- **TEXT SEGMENT**
* begin *

Well, honestly, I think a pointer to those conferences would be good too!

Bugs accumulate at the interfaces between the layers.

> What you should do is do the reference implementations for at least 2
> different (Open Source) Operating Systems before or rather along writing a
> document.

While I agree that running code and rough consensus and two
implementations is the best strategy...

One person rarely has the in-depth chops to handle internals of more
than one OS. Usually there is a need for a large team of complementary
skills. A huge problem for standards orgs are the demands of the GPL.

An over-long anecdote:

In 2012 Kathie Nichol's original codel code was in C++, in ns2. I
ported it (from that and their paper - with a ton of help!) to
C/Linux. Eric Dumazet wrote/rewrote the entire thing (not a line of my
code remains) and made it fast, and a week later, wrote fq_codel in a
single saturday afternoon, based on our earlier work with sfqred.
There were years of experimentation (decades in the case of kathie and
van) prior to that, that resulted in something that simple and
elegant. We've spent years, now, with the sqm-scripts, dealing with
the vagaries of the cable, dsl and PP* link layers. We've got nowhere
on getting a dsl firmware maker (other than to put in the
code needed to apply them properly at the right layer there... despite
only needing BQL-like buffer management in the dsl firmware. 50 lines
of code. Not there. Grump.

* end *

- **REQUIREMENT 1**
Please rewrite the mailing-list reply on reference implementations, beginning at the words "While I agree" and stopping after "of the GPL.", with "team" changed to "group".
- **REQUIREMENT 2**
Extend the mailing-list reply on reference implementations past its final sentence.

- **GIVEN INFORMATION**
* begin *

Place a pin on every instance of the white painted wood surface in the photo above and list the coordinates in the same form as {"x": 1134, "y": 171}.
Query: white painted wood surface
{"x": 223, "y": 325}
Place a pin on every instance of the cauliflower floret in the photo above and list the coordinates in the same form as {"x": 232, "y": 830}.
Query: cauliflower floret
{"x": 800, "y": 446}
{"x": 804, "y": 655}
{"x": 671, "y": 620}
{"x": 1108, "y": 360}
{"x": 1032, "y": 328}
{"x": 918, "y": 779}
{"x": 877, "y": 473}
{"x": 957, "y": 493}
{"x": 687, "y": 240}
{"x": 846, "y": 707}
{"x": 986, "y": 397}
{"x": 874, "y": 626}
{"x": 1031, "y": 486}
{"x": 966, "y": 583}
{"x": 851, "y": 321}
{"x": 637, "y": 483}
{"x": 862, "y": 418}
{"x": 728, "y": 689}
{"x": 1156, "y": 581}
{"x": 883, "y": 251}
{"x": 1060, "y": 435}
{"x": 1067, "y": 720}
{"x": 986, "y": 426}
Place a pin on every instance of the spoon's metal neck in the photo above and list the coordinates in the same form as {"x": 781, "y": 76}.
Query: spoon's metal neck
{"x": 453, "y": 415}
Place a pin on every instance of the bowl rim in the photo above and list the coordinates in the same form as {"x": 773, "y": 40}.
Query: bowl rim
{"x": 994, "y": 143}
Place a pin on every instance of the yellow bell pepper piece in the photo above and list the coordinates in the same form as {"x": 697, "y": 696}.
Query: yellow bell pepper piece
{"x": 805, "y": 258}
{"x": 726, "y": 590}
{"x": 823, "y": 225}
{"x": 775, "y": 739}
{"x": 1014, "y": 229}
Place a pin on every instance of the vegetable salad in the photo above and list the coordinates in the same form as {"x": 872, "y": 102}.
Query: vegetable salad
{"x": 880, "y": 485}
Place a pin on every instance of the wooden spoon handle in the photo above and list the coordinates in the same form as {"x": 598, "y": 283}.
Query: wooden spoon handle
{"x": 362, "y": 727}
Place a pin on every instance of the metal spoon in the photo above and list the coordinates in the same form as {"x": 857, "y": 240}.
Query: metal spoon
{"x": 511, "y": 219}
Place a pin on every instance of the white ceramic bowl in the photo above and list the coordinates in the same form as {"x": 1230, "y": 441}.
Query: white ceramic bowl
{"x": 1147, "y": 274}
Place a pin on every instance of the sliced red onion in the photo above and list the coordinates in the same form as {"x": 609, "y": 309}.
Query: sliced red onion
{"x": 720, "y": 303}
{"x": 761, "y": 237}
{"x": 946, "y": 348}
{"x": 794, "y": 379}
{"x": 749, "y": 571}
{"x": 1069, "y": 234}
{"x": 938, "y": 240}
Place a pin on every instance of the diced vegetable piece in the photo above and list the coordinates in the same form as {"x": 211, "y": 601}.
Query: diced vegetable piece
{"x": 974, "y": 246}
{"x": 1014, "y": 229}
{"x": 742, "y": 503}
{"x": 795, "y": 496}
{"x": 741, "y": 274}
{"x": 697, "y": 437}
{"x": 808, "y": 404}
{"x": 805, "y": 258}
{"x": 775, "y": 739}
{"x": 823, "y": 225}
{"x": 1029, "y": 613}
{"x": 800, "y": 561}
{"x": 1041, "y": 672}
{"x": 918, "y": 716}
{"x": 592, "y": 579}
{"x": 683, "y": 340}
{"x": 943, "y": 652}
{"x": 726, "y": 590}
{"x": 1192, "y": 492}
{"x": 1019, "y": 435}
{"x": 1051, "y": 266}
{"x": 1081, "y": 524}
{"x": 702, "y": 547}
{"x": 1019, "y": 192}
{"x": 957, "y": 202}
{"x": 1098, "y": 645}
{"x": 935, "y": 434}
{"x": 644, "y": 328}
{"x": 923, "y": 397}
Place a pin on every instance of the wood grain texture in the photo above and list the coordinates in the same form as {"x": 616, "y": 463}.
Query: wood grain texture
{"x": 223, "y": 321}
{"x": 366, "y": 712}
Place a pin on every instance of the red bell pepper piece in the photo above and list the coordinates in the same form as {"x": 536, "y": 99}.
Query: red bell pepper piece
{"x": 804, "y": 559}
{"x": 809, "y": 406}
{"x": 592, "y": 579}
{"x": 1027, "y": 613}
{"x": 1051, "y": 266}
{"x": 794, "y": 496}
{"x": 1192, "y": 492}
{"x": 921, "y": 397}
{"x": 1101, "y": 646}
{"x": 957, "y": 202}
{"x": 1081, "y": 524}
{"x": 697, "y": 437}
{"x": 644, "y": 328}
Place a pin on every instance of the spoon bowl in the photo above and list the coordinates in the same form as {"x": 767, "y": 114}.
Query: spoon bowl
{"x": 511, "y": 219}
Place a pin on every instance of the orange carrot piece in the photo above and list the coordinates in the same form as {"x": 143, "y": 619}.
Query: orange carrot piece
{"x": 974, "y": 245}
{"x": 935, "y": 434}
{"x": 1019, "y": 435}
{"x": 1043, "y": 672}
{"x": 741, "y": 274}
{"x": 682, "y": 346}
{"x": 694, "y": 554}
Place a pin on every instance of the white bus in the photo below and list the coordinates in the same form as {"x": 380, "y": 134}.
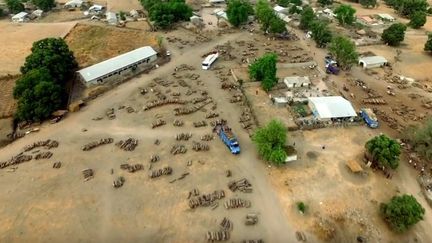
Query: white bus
{"x": 209, "y": 60}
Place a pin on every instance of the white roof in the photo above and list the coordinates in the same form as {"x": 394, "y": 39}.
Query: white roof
{"x": 20, "y": 15}
{"x": 115, "y": 63}
{"x": 373, "y": 60}
{"x": 332, "y": 107}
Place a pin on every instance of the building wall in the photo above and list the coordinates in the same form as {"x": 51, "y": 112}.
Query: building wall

* end *

- **TASK ANSWER 1**
While I agree that running code and rough consensus and two
implementations is the best strategy...

One person rarely has the in-depth chops to handle internals of more
than one OS. Usually there is a need for a large group of complementary
skills. A huge problem for standards orgs are the demands of the GPL.

- **TASK ANSWER 2**
We've now spent 4 years trying to standardize fq_codel. We (toke,
mostly) had to produce a text only RFC draft - due to the GPLness of
the original fq portion of the fq_codel code, so that someone else
with BSD chops could do a port, when funding was found. That happened,
finally, a few months ago.

The ns2 (BSD, kathie) and ns3(andrew mcgregor) (GPL) versions of this
code are still, almost, kinda, still out of tree patches for those
simulators, because they required a whole bunch of other
infrastructure to "get in there" (too many contributors to list)
There's been the hope that the ns3 version would finally be merged in
this release cycle, I don't know if it made it yet.

Work on "cake" (successor to the sqm-scripts) is dual BSD/GPL licensed
in the expectation that writing a RFC will be basically impossible
without reference to source code as the algorithms are too complex to
write down in english. If people have lost skills to read stuff in C,
tough, I'm not going to do a yang model.


honestly, if I'd known how hard it would be and how long it would take
to do, I'd have never started standardizing fq_codel. I would have
moved on, instead, to applying it to wifi, and the code would have
been available for Linux users to use 6+ billion wifi devices ago.

I've never worked so hard in my life to give away something for free,
and I'm ill-inclined to ever do it again. (at the moment).

4 years now spent, not doing stuff that would have been more
immmediately valuable, had we stuck to coding, at the current pace of
the internet's growth. I sure as heck hope that 5 years from now I can
look back at all the work of the aqm wg and see products using it
deploying faster than the internet is growing, but am pessimistic.


So my meta point is, standardizing something takes a lot of resources,
a lot of different kinds of people, a lot of time, and a lot of things
that should happen in parallel that end up happening in sequence.

One thought for a new ietf process might be the concept of a "funded
working group", along the lines of how linux foundation, the apache
foundation work, that handles the baseline needs of the group for
coding, testing and rfc-writing resources.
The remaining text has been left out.